Requirement –
All lines from the one containing "soldier in this" to the end of the listing below are to be reproduced exactly, and no others.
= Beginning of Section =
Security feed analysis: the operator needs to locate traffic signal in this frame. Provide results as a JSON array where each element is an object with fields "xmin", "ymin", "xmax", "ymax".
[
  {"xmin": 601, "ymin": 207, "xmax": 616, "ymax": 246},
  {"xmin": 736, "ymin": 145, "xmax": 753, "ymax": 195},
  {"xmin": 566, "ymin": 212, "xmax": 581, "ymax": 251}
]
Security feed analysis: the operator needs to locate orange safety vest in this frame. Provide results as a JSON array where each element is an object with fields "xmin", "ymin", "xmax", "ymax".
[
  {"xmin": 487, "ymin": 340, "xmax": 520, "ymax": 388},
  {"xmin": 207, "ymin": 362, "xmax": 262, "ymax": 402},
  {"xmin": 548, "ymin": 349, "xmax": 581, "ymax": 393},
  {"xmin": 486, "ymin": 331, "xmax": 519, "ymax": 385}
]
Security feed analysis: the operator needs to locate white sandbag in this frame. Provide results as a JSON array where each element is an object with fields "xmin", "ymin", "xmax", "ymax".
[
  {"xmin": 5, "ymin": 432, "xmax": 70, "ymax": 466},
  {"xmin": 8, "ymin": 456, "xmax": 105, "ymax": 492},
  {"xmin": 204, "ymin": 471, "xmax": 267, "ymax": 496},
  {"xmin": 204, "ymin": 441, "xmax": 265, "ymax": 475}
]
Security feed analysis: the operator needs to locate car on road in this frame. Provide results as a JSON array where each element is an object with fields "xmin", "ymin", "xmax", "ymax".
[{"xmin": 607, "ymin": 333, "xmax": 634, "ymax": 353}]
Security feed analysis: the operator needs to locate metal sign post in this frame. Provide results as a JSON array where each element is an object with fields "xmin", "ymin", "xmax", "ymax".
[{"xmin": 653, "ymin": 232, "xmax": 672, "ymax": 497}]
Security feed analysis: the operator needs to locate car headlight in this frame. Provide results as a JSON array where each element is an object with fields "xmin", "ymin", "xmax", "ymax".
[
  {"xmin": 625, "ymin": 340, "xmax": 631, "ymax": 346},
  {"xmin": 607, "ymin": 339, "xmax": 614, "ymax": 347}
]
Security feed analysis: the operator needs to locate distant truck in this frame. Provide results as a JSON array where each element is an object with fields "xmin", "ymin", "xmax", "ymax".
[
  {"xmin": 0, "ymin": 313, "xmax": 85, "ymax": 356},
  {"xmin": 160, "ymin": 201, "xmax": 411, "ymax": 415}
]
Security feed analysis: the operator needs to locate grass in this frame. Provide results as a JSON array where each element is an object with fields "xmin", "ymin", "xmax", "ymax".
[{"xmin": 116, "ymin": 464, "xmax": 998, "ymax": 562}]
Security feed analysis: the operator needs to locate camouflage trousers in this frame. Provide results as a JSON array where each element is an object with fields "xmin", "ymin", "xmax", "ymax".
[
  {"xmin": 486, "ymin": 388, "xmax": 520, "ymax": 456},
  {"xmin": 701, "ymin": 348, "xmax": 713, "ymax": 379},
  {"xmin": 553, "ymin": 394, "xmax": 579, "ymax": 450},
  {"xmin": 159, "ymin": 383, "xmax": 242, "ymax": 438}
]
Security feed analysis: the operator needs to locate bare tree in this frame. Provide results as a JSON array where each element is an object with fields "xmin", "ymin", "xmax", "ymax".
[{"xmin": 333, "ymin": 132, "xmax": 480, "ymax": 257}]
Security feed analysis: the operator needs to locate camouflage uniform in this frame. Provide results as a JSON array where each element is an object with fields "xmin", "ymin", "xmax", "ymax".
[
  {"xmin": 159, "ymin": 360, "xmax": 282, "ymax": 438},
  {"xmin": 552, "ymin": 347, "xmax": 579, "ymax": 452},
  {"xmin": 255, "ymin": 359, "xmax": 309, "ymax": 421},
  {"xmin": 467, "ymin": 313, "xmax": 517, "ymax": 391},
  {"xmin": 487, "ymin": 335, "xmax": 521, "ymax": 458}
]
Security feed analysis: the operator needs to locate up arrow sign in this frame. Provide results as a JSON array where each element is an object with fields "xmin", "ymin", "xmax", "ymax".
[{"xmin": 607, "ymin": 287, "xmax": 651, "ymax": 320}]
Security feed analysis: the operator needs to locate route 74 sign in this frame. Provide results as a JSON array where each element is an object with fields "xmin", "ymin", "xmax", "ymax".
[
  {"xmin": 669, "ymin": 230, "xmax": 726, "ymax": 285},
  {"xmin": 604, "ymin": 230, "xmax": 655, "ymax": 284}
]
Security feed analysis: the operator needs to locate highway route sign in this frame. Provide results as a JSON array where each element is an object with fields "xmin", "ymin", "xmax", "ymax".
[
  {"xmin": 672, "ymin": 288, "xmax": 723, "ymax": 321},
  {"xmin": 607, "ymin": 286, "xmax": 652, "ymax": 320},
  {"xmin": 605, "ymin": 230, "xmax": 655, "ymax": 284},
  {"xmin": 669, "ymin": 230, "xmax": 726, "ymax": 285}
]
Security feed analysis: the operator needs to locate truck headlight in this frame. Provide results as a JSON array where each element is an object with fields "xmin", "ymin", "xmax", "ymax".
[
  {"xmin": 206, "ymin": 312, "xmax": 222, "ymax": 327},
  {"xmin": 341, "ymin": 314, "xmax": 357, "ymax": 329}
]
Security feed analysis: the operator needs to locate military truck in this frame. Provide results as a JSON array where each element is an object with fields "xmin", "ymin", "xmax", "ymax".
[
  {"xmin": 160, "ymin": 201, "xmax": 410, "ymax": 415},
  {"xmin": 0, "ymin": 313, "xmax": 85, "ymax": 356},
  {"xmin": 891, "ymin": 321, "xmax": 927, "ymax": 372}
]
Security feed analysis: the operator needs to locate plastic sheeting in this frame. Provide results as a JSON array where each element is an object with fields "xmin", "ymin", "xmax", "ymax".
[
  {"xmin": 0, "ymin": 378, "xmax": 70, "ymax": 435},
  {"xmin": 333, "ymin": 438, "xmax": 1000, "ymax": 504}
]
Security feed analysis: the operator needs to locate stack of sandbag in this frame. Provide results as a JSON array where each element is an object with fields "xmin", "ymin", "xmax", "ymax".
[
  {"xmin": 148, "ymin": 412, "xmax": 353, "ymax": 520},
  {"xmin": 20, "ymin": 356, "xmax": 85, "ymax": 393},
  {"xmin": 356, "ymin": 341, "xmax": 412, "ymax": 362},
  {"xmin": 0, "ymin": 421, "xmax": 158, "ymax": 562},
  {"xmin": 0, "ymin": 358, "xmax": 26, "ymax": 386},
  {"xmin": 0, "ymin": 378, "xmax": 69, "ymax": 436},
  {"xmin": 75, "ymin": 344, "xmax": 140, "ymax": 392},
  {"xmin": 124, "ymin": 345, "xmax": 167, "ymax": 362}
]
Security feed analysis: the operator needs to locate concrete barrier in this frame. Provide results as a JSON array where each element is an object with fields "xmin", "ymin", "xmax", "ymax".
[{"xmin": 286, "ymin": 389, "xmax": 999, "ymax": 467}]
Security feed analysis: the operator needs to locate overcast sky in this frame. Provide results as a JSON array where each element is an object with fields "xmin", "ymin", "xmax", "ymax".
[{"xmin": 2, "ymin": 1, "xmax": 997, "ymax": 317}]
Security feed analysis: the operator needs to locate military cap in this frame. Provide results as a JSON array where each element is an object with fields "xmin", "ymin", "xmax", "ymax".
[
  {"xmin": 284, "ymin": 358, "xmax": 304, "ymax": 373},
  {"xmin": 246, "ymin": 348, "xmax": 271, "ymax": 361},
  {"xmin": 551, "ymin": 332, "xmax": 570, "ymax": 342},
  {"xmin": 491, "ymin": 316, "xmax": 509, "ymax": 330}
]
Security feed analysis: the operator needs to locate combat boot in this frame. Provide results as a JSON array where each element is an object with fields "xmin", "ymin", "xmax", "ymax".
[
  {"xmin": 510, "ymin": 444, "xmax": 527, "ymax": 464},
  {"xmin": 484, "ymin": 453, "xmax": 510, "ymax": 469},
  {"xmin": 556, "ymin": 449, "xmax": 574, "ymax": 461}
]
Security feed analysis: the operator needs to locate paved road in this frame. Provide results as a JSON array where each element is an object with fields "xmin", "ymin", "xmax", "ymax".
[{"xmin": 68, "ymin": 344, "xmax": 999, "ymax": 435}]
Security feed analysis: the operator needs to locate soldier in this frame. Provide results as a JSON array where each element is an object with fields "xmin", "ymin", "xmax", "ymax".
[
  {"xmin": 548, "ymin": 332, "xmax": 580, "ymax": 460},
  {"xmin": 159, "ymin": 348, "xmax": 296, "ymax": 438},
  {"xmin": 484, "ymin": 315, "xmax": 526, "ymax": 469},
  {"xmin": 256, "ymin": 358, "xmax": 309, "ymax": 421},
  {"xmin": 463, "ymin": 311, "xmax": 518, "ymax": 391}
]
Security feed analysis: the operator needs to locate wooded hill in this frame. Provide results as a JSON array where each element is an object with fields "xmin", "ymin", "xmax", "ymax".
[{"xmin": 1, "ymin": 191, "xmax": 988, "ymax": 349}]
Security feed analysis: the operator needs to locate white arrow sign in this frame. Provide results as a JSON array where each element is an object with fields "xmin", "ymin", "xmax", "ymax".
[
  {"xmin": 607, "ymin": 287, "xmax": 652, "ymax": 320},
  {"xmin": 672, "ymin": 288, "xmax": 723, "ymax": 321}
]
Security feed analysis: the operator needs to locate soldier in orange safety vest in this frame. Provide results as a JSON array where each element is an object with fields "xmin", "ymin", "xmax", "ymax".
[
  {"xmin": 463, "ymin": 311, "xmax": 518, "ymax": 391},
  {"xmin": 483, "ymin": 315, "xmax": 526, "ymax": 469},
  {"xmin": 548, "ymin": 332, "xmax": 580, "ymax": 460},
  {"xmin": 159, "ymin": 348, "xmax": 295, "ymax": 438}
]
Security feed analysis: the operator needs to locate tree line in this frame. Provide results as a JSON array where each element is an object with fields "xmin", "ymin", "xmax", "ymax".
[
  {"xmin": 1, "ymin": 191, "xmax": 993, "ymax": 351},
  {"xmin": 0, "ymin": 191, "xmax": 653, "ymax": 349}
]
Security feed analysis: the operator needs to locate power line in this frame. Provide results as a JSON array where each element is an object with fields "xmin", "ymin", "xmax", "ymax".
= End of Section =
Exercise answer –
Security feed analysis: the operator needs to locate soldier in this frame. Provide results as a JSON array where each element is an object with fields "xmin", "ymin", "xmax", "ymax".
[
  {"xmin": 548, "ymin": 332, "xmax": 580, "ymax": 460},
  {"xmin": 159, "ymin": 348, "xmax": 296, "ymax": 438},
  {"xmin": 484, "ymin": 315, "xmax": 526, "ymax": 469},
  {"xmin": 256, "ymin": 358, "xmax": 309, "ymax": 421},
  {"xmin": 463, "ymin": 311, "xmax": 518, "ymax": 391}
]
Security feed analysis: the operator needs to locate wooded hill in this frame. Provide results as a JSON array where each element is an object with fields "xmin", "ymin", "xmax", "ymax".
[{"xmin": 1, "ymin": 191, "xmax": 988, "ymax": 349}]
Security feed analysis: the operator needs to locate white arrow sign in this frame. Provide results as a JSON array where each element is an object with fields "xmin", "ymin", "xmax", "ymax".
[
  {"xmin": 607, "ymin": 287, "xmax": 652, "ymax": 320},
  {"xmin": 672, "ymin": 288, "xmax": 723, "ymax": 321}
]
Security feed analysis: the operator needs to locate soldier in orange safety vest in this frame. Provide results as a JSON array where each element is an object with fields "xmin", "ymin", "xmax", "ymax".
[
  {"xmin": 463, "ymin": 311, "xmax": 518, "ymax": 391},
  {"xmin": 483, "ymin": 315, "xmax": 526, "ymax": 469},
  {"xmin": 548, "ymin": 332, "xmax": 580, "ymax": 460},
  {"xmin": 159, "ymin": 348, "xmax": 295, "ymax": 438}
]
Security feed analysis: the operator needs to locate tree line in this frame. Provide results as a JSON array where each element is an object with fields "xmin", "ymin", "xmax", "ymax".
[
  {"xmin": 1, "ymin": 191, "xmax": 993, "ymax": 351},
  {"xmin": 0, "ymin": 191, "xmax": 653, "ymax": 349}
]
Security feed analysis: the operator needs to locate power line in this frame. Provide results as a JSON array where each element is an object with fields "xmin", "ymin", "xmax", "ymax".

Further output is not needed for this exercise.